[Point-based annotation data]
────────────────

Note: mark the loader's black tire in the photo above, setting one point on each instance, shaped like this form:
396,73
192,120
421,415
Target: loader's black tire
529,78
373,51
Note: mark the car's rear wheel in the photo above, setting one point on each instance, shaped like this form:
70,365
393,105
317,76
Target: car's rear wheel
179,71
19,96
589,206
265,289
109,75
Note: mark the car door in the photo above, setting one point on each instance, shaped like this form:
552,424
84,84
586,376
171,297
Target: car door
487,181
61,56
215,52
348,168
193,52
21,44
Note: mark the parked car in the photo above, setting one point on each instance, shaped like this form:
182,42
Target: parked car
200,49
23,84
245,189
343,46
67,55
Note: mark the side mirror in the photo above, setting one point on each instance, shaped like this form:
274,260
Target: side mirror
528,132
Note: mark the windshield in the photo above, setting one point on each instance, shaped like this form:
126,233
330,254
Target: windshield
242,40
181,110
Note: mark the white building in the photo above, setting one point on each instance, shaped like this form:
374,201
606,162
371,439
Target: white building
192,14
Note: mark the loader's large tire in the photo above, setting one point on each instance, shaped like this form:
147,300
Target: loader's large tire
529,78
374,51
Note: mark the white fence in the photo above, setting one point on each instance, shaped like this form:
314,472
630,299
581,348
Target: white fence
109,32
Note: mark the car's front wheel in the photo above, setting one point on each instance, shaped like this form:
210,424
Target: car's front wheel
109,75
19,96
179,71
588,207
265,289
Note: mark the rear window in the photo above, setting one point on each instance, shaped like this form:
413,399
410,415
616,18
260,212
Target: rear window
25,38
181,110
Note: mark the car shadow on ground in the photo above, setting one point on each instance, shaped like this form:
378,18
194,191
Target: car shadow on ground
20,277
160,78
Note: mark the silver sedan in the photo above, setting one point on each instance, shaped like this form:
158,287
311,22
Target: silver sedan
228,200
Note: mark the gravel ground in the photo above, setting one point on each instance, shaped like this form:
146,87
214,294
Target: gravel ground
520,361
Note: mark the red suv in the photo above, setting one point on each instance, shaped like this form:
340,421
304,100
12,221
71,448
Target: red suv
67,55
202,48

────────────────

▶ _Written problem_: Write out all records exactly, keeping every detail.

▶ _Task result_:
Note: mark the loader's black tire in the photo above, setting one point on each instance, shaped like this form:
396,73
192,120
421,415
Target: loader's black tire
529,78
373,51
Note: mark the car's rear wheel in the photo above, setting one point on each instance, shaped like this form:
70,365
393,105
317,76
Target: car's rear wheel
179,71
19,96
589,206
265,289
109,75
Note: mark the car door in the photo above, setting one point on each instance, shaped like this form:
552,424
84,84
586,376
171,297
Target: car door
487,181
61,56
215,52
348,168
193,52
21,44
Note: mark the parked car in the photo above, setting one point on each instance, shaped like this form:
182,42
Target: parked car
200,49
23,84
245,189
343,46
67,55
Note: mark the side mirror in the photo above, setting one point on each instance, shaped like this form:
274,260
Target: side mirror
528,132
Note: mark the windshield in the photo above, setting one point on each instance, shaped like this form:
126,233
330,254
Target: windshield
242,40
181,110
Note: mark the white building in the photo above, setting one point on each instance, shaped like this form:
374,201
606,162
371,439
Target: white building
192,14
Note: mark the loader's large tire in the photo above, setting one point on each instance, shaped like this form:
147,300
Target: loader's large tire
529,78
374,51
Note: mark the white fence in the photo above, setting one point on each instance, shaped like this form:
314,472
630,299
581,348
Target: white fence
109,32
Note: mark the car's front wheel in the photo above, setting one point on each instance, shaped like this form:
210,424
Target: car's front wheel
109,75
19,96
179,71
588,207
265,289
Note: mark the rear window in the photo above, setting one point on each instance, shaped like this form:
413,399
410,415
616,18
260,212
Target: rear window
25,38
181,110
Note: mark the car shadow on ground in the photo above, setting one point on each instance, shaped like this form:
378,18
194,191
Target: car shadow on ground
20,277
160,78
Note: mark the silver sedan in the photo above, setting one point on each instance, shaped like this form:
158,287
311,22
Target: silver sedan
228,200
Note: mark the gravel ground in the photo above, setting one point on each instance, shaped like this form:
146,87
214,294
Target: gravel ground
520,361
Note: mark the red suv in the photo above, setting one point on each instance, shaped like this form:
340,421
304,100
12,221
71,448
Target: red suv
67,55
202,48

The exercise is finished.